> [CONSEGNA SCRITTA 1]:
Riscrivi il brano sullo Stock Connect da "In campo finanziario, la" fino a "di Hong Kong.", mettendo "Shenzhen" al posto di "Shanghai".

In campo finanziario, la Grande Muraglia cinese è cambiata radicalmente lunedì 17 novembre, accelerando il processo di apertura ai capitali: le borse di Shanghai e Hong Kong collegano le loro operazioni attraverso un nuovo programma chiamato “Stock Connect”, consentendo agli investitori internazionali di acquistare e vendere più di 500 azioni tipo A cinesi dal centro finanziario di Hong Kong.

Dall’annuncio, il collegamento tra mercati azionari ha sollevato grandi aspettative tra le autorità finanziarie asiatiche. Con la cooperazione finanziaria, compresa la dimensione geopolitica della rivalità tra valute del sistema monetario internazionale, il programma “Stock Connect” contribuisce in modo decisivo a raggiungere gli obiettivi delineati dal XII Piano quinquennale (2011-2015). Charles Li, CEO della Borsa di Hong Kong, ha detto ai primi di aprile 2014: “Siamo convinti che questo progetto aprirà la strada a un mercato dei capitali più aperto (…) contribuendo a promuovere l’internazionalizzazione del renminbi. Possiamo anche offrire nuove opportunità e costruire ad affermare Hong Kong quale centro finanziario internazionale”.

[Record]
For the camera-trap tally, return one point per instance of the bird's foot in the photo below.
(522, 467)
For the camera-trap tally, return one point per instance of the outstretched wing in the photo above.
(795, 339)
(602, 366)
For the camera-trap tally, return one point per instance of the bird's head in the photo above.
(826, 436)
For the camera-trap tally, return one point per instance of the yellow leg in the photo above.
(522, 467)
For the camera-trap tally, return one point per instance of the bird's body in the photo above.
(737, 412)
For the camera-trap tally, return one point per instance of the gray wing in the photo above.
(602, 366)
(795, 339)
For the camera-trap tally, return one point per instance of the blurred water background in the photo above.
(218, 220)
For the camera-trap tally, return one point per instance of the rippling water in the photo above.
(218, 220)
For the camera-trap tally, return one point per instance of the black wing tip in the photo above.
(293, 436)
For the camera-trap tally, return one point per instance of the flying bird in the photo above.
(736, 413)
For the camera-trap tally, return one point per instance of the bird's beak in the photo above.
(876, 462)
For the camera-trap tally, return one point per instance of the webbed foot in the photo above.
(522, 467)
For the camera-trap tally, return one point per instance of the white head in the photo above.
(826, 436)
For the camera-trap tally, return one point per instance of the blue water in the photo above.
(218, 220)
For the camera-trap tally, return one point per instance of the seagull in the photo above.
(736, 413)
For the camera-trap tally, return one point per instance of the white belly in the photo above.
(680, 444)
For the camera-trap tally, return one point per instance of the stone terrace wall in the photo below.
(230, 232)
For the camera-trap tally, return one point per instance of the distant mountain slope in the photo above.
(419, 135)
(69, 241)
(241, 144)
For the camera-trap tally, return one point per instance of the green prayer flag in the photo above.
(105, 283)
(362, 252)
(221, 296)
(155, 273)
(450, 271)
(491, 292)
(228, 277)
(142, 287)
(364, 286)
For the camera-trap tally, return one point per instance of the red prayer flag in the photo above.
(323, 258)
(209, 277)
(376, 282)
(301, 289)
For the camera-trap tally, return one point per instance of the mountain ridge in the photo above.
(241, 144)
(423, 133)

> [CONSEGNA SCRITTA 2]:
Inserisci in un CSV a due colonne, testo e risposta, i record che vanno da quello contenente "green prayer flag in the photo above." fino alla fine dei record. Fai una riga per ogni testo con la relativa risposta, ognuno in un solo campo tra virgolette e con gli a capo sostituiti da spazi.

> [SOLUZIONE COMPLETA 1]:
In campo finanziario, la Grande Muraglia cinese è cambiata radicalmente lunedì 17 novembre, accelerando il processo di apertura ai capitali: le borse di Shenzhen e Hong Kong collegano le loro operazioni attraverso un nuovo programma chiamato “Stock Connect”, consentendo agli investitori internazionali di acquistare e vendere più di 500 azioni tipo A cinesi dal centro finanziario di Hong Kong.

> [SOLUZIONE COMPLETA 2]:
testo,risposta
"For the camera-trap tally, return one point per instance of the green prayer flag in the photo above.","(105, 283) (362, 252) (221, 296) (155, 273) (450, 271) (491, 292) (228, 277) (142, 287) (364, 286)"
"For the camera-trap tally, return one point per instance of the red prayer flag in the photo above.","(323, 258) (209, 277) (376, 282) (301, 289)"
"For the camera-trap tally, return one point per instance of the mountain ridge in the photo above.","(241, 144) (423, 133)"